Data listing:

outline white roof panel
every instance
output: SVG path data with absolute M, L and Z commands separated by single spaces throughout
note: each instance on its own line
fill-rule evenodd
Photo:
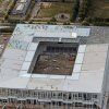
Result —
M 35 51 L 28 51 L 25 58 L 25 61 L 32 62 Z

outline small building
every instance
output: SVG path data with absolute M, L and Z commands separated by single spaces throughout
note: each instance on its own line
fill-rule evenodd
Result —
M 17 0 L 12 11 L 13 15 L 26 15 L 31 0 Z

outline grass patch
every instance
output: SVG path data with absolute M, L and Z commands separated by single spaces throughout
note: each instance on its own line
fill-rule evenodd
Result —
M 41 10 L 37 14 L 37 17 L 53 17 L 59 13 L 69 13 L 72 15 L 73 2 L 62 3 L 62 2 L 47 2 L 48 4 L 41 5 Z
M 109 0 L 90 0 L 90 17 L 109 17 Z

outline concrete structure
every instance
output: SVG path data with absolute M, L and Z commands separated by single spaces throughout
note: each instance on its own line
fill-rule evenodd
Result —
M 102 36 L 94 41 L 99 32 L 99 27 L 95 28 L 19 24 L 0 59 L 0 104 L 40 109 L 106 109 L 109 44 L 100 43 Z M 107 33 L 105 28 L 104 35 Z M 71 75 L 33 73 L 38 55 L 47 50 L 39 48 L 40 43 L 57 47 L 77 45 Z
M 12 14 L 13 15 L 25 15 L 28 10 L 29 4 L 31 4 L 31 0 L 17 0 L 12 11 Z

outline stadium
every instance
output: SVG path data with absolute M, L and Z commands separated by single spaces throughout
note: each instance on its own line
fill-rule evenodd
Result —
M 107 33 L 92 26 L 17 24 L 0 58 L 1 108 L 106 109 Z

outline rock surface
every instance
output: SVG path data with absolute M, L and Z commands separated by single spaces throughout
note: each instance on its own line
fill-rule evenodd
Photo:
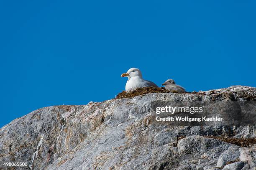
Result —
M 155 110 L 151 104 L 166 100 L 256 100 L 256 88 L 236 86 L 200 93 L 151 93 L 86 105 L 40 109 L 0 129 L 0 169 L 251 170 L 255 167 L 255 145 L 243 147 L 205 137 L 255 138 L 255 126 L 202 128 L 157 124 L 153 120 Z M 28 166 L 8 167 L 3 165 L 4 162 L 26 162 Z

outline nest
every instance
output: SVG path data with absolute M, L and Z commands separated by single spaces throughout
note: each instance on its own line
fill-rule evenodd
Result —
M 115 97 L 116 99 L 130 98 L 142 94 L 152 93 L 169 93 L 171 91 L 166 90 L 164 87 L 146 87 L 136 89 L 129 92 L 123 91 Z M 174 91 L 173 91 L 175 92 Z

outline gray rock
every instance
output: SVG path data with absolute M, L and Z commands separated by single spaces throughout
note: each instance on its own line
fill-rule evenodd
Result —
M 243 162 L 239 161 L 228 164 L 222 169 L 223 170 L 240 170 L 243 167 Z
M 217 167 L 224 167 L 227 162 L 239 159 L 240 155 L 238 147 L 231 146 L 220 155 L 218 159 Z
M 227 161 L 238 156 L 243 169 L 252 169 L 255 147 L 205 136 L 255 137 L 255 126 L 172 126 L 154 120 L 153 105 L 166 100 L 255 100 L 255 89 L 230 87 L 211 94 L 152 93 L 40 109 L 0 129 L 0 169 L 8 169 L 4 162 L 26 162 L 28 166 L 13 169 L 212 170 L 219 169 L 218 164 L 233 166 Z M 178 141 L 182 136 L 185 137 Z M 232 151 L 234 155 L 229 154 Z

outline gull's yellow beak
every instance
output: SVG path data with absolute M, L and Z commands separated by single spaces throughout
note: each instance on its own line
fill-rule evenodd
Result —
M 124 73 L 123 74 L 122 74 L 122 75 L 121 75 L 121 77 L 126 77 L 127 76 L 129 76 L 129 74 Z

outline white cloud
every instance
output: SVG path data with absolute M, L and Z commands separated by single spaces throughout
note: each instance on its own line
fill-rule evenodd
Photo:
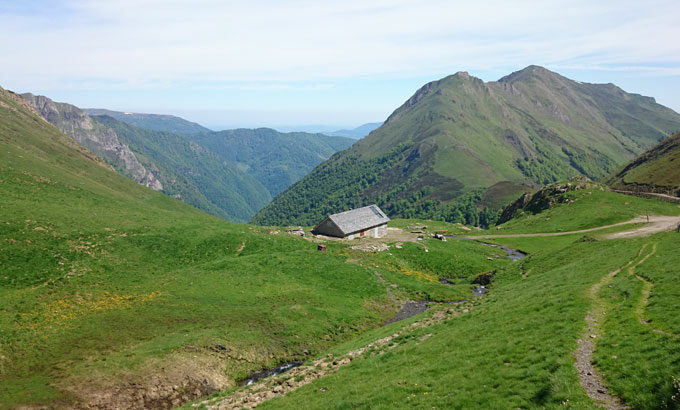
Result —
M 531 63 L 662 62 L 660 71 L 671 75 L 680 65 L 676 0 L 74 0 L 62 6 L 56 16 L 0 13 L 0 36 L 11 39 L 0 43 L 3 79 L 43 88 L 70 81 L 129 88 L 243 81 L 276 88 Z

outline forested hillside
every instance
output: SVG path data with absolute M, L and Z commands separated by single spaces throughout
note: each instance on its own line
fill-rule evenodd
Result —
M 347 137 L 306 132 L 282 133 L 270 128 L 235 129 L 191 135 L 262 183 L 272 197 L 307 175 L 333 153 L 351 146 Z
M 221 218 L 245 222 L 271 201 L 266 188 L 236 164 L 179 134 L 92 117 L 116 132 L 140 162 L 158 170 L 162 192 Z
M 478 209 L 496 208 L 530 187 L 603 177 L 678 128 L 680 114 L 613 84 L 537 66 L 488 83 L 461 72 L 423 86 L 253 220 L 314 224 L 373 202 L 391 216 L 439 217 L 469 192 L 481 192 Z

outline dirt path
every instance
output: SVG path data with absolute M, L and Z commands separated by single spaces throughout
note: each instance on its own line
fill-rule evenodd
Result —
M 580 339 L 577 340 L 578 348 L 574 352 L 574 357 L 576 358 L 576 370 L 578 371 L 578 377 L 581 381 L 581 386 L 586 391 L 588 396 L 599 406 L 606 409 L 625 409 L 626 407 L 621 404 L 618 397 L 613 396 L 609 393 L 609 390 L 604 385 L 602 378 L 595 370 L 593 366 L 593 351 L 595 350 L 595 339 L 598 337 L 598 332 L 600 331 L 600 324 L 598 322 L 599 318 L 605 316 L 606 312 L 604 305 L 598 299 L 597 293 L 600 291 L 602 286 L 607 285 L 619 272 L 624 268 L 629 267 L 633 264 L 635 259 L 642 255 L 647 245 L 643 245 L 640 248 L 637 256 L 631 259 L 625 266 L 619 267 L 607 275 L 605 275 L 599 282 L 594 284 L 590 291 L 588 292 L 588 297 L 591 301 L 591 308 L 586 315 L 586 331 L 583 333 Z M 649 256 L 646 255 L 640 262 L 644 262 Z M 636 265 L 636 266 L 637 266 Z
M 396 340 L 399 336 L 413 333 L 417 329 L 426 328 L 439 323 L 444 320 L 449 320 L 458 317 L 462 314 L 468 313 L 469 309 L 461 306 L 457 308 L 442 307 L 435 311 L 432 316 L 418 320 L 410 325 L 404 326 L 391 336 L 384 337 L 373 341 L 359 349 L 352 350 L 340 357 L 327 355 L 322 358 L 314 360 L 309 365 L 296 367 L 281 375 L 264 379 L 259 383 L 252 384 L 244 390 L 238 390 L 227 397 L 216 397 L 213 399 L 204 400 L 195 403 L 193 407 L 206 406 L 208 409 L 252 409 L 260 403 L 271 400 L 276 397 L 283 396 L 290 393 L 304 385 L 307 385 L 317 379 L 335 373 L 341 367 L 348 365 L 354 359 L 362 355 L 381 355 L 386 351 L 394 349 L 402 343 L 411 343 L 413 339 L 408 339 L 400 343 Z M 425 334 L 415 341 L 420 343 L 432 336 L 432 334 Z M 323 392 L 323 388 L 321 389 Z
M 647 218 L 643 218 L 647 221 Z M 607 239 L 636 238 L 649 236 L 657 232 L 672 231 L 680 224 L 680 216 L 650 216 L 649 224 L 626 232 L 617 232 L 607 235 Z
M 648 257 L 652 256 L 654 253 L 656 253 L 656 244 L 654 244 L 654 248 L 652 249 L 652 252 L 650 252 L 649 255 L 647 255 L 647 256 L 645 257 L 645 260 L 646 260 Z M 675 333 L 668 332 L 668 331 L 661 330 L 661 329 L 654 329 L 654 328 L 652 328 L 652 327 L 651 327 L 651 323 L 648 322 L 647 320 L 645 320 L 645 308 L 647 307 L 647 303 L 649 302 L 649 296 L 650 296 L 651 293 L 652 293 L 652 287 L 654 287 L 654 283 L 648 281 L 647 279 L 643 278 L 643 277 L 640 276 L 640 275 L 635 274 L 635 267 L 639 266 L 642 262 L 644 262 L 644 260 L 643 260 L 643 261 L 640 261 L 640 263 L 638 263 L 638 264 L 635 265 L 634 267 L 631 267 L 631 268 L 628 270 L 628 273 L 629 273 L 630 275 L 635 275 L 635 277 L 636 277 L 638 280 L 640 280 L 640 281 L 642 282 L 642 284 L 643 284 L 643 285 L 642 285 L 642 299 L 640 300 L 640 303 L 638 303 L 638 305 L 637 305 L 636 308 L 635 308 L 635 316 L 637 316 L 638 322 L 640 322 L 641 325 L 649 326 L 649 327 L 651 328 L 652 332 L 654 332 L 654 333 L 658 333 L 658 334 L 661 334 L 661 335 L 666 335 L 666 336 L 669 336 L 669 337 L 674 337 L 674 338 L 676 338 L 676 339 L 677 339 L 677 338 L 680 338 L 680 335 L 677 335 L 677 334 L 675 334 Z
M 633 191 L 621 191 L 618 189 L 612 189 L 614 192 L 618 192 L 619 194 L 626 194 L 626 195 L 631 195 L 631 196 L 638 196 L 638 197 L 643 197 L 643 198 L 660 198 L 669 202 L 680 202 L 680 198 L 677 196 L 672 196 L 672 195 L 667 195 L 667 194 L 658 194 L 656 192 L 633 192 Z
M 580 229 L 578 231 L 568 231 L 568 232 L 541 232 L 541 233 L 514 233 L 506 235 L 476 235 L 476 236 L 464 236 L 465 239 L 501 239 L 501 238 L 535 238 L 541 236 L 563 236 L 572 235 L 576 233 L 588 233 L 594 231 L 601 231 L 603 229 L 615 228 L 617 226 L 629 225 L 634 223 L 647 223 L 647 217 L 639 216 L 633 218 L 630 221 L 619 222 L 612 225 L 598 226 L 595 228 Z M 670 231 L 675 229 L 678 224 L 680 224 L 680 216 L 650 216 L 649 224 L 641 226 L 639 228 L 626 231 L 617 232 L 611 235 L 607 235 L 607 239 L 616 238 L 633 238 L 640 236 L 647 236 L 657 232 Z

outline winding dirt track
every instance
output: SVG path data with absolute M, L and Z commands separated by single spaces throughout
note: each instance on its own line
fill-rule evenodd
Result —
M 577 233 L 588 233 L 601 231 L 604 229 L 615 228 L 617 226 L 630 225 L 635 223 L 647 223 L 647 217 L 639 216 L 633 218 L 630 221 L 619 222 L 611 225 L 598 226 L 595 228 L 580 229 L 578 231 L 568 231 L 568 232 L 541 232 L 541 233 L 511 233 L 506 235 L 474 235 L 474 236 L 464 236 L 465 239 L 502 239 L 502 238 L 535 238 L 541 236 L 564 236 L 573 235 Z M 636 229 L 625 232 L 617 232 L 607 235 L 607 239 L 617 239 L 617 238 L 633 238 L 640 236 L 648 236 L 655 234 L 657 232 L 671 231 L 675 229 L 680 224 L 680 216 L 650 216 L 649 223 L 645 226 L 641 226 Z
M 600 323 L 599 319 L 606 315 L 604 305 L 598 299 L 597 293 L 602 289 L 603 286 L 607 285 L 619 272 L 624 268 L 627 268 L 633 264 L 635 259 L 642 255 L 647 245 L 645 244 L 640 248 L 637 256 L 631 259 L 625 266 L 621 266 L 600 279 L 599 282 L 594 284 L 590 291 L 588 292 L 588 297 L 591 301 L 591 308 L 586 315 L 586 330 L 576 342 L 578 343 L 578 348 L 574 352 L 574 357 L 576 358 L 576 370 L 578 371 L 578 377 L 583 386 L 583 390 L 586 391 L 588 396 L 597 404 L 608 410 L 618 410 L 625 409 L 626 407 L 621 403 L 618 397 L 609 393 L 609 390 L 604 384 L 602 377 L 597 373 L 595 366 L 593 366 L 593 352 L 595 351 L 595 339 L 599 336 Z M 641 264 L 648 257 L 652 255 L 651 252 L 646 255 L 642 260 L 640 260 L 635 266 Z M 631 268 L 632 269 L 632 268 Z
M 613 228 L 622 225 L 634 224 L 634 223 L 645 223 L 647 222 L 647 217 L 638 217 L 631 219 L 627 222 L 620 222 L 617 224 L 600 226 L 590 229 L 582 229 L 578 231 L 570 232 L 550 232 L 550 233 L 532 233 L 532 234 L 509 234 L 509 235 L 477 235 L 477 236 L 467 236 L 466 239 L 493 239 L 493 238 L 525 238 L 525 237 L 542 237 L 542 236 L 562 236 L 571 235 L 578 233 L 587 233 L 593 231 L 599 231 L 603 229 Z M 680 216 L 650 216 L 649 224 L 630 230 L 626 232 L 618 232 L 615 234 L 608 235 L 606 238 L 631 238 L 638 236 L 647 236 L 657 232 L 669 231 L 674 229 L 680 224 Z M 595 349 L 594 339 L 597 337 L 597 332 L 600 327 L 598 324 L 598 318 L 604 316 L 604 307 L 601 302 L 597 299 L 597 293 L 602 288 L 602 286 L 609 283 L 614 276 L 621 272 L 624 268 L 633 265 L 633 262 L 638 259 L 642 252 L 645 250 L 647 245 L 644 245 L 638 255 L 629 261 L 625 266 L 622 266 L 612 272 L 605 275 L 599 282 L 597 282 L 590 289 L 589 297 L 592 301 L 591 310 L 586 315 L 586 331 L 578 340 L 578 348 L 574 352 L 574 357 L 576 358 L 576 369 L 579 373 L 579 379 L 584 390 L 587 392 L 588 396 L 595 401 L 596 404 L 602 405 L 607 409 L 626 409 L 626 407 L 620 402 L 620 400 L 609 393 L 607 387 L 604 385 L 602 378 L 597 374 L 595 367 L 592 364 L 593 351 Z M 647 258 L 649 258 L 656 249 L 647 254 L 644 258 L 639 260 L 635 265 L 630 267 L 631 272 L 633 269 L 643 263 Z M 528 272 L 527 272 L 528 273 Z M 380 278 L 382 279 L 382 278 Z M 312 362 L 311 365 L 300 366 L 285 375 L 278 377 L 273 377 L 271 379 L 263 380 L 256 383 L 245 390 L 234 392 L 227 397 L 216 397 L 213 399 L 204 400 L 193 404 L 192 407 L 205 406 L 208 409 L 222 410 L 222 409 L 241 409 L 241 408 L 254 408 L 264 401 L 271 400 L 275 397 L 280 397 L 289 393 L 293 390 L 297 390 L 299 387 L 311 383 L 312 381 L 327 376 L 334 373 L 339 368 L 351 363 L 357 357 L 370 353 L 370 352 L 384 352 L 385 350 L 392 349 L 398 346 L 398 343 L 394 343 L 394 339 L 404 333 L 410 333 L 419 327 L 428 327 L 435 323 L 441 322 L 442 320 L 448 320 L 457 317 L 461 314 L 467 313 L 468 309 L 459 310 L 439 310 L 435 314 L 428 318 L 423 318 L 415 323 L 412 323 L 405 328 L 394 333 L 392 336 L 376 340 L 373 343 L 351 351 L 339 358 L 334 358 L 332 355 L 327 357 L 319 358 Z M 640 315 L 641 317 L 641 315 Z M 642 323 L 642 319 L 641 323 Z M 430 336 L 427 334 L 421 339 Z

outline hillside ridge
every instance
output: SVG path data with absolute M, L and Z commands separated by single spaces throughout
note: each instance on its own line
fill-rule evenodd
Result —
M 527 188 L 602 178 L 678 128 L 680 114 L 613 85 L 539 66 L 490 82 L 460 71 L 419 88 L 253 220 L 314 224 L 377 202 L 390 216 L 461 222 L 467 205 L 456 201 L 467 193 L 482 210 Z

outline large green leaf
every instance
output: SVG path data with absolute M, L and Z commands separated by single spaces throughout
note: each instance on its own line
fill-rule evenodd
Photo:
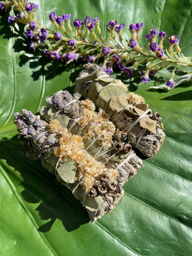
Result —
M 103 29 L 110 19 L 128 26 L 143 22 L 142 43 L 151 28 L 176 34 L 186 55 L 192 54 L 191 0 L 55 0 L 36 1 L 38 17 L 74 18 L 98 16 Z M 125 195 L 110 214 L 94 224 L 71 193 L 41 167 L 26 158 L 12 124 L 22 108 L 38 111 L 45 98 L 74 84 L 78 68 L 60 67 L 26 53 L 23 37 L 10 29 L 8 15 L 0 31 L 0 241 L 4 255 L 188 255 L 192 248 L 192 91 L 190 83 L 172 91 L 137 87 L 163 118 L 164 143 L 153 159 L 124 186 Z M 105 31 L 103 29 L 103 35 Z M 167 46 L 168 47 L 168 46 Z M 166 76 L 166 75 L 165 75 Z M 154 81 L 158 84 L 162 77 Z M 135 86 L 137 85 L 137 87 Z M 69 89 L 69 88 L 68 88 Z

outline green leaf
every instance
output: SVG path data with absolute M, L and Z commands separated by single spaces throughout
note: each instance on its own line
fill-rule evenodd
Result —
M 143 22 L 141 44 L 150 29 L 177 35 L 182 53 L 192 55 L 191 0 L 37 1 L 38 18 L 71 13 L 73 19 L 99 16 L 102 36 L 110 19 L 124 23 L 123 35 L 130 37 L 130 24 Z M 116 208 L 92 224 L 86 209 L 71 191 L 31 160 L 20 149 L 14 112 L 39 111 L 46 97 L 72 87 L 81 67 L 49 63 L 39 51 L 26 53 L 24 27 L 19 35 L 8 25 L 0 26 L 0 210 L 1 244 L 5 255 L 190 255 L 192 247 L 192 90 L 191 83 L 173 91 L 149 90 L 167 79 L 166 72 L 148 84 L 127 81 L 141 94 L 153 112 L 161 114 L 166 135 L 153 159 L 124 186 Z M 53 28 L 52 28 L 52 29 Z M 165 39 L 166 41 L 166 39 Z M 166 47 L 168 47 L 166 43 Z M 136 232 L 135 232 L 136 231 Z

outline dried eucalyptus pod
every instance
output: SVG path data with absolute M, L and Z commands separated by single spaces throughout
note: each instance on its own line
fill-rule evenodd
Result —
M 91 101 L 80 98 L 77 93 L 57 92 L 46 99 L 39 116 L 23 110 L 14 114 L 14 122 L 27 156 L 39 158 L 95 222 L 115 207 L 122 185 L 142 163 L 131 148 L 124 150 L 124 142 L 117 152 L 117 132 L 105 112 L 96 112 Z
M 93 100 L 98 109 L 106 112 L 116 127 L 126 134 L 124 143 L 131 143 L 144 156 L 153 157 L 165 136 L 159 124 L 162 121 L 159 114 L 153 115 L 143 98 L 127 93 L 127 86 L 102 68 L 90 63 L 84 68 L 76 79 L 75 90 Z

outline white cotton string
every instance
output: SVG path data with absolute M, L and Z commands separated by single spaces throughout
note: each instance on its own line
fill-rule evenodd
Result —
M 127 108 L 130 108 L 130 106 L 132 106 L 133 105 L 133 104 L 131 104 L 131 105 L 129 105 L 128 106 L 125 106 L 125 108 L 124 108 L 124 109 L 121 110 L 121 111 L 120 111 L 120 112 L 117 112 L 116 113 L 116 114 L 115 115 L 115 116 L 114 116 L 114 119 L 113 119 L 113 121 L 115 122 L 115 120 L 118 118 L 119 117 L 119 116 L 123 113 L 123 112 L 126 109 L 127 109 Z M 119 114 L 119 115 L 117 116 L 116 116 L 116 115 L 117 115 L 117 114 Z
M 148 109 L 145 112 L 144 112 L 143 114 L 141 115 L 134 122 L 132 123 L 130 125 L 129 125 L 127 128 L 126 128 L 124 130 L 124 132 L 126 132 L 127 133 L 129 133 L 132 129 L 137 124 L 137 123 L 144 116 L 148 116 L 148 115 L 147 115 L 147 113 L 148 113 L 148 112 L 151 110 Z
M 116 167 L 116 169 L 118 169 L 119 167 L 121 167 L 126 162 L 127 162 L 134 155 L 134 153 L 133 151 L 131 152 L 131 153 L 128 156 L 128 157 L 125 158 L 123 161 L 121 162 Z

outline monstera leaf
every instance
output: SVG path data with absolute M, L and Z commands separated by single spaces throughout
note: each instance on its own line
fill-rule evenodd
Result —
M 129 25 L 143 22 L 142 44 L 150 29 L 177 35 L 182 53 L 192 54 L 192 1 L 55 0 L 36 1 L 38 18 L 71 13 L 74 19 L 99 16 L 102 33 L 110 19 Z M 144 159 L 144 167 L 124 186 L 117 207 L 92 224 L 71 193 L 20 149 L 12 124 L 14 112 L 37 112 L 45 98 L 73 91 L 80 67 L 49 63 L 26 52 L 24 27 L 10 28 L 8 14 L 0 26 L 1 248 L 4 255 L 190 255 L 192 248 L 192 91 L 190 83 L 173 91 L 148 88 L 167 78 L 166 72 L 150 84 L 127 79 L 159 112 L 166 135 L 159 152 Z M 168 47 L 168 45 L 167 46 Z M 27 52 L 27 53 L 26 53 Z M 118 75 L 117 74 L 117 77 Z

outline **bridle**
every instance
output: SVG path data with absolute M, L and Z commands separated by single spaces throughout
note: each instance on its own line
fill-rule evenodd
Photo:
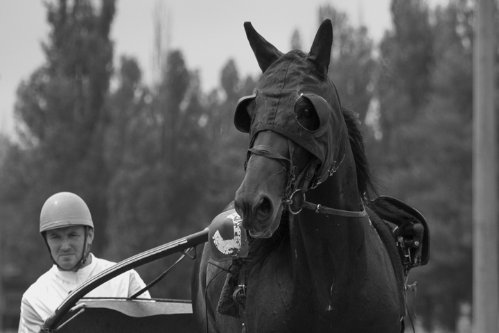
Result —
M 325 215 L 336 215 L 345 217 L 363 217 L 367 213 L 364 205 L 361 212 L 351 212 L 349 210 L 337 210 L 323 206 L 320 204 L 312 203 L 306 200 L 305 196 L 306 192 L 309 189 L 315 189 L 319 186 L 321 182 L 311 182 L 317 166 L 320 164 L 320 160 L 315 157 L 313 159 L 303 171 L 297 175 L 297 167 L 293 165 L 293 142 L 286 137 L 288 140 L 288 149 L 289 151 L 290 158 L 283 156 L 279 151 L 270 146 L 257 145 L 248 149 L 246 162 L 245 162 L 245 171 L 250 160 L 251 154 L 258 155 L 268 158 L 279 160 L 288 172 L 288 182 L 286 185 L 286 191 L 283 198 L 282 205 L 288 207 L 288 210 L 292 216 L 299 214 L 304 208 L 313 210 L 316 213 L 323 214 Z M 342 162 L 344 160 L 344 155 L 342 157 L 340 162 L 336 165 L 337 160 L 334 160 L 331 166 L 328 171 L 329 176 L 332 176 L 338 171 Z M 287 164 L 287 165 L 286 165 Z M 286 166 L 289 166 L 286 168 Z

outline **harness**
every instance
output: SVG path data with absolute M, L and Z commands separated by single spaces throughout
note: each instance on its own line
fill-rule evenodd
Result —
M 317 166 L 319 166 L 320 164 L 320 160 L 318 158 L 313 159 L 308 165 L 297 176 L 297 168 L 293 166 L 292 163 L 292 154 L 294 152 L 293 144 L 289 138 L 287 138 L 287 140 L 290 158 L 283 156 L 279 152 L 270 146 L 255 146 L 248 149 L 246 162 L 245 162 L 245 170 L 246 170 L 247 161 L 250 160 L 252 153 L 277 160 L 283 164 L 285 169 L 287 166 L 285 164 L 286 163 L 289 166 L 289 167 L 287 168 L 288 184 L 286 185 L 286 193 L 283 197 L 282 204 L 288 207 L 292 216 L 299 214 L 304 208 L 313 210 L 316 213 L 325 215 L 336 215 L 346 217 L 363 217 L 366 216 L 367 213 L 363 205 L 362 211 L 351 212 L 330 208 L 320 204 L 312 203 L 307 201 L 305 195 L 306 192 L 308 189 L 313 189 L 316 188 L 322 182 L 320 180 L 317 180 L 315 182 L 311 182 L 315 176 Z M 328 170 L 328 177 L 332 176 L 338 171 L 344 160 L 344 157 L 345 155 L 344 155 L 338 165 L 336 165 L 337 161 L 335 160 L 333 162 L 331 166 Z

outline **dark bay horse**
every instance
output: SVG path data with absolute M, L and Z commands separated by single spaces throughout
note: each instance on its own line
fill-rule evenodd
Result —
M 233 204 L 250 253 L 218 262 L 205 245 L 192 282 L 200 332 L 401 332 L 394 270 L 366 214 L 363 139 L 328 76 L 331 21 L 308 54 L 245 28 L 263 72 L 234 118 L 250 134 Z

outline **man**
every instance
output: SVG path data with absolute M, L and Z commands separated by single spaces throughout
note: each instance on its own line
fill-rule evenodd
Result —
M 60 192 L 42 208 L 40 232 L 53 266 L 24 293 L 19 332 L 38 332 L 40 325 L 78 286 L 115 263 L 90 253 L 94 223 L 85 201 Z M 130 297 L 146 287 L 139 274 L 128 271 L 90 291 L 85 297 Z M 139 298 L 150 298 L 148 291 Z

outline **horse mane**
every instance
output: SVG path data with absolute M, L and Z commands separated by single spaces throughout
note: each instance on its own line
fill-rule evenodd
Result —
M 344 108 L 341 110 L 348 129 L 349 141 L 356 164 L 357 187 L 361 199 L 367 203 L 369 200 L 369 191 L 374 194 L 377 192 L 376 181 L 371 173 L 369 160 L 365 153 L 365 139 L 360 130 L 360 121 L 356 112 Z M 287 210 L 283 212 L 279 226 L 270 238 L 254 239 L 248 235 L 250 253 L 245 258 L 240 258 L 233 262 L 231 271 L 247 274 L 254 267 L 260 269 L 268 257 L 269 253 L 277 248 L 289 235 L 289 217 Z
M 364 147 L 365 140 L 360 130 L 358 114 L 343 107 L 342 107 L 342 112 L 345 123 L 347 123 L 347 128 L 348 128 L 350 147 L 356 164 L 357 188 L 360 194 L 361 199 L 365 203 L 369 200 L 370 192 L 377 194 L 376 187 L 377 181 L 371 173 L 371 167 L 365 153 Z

What to produce: Starting at the line containing "outline gray rock" and ending at the line containing "M 227 161 L", both included, write out only those lines again, requests included, and shift every coordinate in the answers by adding 51 to it.

Answer to this problem:
outline gray rock
every instance
output: SVG path data with absolute M, L and Z commands separated by single spaces throughout
note: each instance on its own line
fill-rule evenodd
Result —
M 294 213 L 290 212 L 279 215 L 273 220 L 274 221 L 291 221 L 294 218 Z
M 268 218 L 275 218 L 278 213 L 290 210 L 291 206 L 289 198 L 282 197 L 271 206 L 269 210 Z
M 278 212 L 289 207 L 294 220 L 303 220 L 306 198 L 256 187 L 306 188 L 306 177 L 223 177 L 205 171 L 204 156 L 217 151 L 306 151 L 306 140 L 281 138 L 262 145 L 203 144 L 91 160 L 51 180 L 51 220 L 59 220 L 55 213 L 77 213 L 79 217 L 64 220 L 263 221 L 270 220 L 269 215 L 284 217 Z M 229 192 L 233 187 L 236 188 Z M 283 202 L 285 206 L 280 205 Z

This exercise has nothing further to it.